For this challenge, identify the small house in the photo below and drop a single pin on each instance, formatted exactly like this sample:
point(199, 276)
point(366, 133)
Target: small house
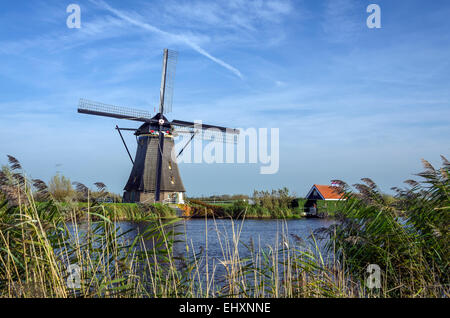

==

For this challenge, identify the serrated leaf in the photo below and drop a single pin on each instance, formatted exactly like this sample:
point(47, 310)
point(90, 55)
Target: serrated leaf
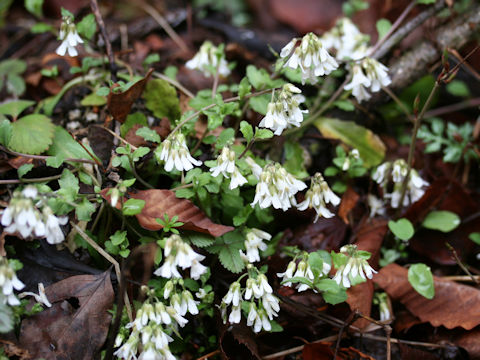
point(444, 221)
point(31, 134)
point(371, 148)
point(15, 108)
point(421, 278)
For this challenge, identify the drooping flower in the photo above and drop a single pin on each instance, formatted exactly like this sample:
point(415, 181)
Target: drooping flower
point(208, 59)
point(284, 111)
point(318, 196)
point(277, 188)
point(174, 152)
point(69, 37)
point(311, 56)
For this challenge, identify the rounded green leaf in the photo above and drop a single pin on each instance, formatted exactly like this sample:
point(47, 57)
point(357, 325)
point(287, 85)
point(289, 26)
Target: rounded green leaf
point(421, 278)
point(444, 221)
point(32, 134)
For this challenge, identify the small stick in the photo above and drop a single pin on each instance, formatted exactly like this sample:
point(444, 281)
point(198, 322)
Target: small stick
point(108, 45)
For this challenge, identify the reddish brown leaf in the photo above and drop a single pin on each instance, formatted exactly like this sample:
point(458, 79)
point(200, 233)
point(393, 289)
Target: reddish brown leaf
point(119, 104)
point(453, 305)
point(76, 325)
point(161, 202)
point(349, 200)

---

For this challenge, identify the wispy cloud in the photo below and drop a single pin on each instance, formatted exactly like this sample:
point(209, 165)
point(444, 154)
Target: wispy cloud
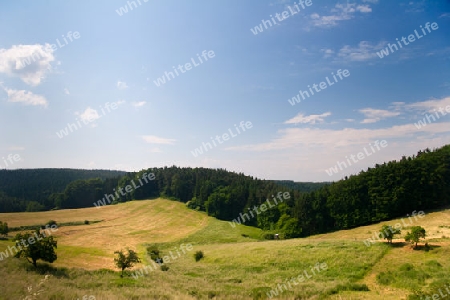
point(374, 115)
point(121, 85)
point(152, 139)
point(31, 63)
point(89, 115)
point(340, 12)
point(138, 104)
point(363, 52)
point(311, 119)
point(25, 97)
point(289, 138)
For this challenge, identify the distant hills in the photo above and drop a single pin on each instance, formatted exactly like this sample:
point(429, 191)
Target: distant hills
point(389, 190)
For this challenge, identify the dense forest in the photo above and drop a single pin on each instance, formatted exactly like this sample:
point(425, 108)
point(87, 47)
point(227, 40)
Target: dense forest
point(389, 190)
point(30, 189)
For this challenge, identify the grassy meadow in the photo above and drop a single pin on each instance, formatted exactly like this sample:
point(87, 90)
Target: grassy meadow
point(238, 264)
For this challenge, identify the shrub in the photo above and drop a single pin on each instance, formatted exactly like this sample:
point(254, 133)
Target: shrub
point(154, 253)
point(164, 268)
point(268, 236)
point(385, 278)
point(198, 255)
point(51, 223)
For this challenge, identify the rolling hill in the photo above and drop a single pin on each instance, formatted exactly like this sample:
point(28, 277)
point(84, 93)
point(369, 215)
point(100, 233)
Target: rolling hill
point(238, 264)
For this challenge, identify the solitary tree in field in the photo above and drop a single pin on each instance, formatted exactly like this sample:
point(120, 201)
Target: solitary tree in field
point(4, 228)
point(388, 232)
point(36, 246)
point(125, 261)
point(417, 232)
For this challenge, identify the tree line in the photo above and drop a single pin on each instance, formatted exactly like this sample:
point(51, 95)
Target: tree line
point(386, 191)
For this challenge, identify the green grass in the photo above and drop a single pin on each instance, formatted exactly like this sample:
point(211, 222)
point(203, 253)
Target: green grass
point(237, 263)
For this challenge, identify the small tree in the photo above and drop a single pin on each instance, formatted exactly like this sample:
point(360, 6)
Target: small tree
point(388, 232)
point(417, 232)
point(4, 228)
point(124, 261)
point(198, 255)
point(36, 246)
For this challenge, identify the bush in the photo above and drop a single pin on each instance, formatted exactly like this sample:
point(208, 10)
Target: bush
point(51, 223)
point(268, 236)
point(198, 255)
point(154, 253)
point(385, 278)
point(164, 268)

_What the task asks_: Only the count, nothing else: how many lines of the records hold the word "house"?

_Response to the task_: 2